Copy out the items word for word, from their start through the line containing "column 645, row 260".

Excerpts from a location annotation dataset -
•••••

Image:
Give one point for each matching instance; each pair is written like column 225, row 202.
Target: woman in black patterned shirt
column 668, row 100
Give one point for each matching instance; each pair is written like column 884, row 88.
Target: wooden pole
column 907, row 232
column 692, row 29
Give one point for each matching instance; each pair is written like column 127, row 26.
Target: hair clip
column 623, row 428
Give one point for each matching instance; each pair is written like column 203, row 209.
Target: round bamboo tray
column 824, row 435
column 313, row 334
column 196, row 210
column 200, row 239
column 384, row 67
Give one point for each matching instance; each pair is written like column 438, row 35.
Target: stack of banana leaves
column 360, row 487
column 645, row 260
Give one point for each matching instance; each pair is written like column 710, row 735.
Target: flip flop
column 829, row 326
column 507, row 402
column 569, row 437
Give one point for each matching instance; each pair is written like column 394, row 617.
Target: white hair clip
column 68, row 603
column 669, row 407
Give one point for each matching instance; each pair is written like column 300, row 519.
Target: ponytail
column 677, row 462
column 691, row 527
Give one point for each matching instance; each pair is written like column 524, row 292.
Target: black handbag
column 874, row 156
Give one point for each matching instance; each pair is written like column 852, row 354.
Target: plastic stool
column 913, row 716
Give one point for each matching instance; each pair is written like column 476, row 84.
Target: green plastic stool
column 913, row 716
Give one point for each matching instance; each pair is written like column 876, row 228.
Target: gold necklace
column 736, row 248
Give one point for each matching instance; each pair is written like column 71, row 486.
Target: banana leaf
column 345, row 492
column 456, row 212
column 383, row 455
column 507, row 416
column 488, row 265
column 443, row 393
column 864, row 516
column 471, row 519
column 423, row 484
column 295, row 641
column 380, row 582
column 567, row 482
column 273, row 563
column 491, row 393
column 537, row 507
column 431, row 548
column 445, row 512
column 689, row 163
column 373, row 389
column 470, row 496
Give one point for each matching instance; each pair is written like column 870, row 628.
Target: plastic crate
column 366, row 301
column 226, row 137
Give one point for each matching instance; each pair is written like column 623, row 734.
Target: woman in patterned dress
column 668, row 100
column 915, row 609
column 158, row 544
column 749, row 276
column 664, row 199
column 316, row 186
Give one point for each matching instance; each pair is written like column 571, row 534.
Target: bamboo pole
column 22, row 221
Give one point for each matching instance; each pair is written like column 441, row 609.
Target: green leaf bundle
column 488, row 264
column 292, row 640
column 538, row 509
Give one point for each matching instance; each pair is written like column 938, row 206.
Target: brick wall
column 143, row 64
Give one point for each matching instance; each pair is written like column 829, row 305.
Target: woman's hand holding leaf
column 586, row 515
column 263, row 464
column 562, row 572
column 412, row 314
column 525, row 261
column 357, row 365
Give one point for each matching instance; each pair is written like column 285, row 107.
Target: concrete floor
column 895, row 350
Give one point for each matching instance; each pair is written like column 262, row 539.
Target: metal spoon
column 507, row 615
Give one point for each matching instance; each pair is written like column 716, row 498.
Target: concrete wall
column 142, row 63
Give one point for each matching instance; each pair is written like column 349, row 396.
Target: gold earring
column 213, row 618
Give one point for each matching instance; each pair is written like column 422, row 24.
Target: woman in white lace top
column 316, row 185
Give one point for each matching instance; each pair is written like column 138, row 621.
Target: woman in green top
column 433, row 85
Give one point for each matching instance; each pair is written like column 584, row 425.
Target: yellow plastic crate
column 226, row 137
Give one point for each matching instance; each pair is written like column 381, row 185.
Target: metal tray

•••••

Output of the exercise -
Image:
Give one point for each matching instance; each pair is written like column 225, row 202.
Target: woman in black patterned shirt
column 668, row 100
Give one point for each matching instance; each pair is written like column 884, row 88.
Target: wooden pole
column 907, row 232
column 692, row 29
Give one point for each matching instance; each pair is written like column 127, row 26.
Target: hair clip
column 623, row 428
Give one point for each matching instance; each pair is written like column 203, row 209.
Target: round bamboo tray
column 824, row 435
column 313, row 334
column 196, row 210
column 200, row 239
column 384, row 67
Give one point for each matching instance; each pair is written like column 438, row 35.
Target: stack of banana leaves
column 360, row 487
column 645, row 260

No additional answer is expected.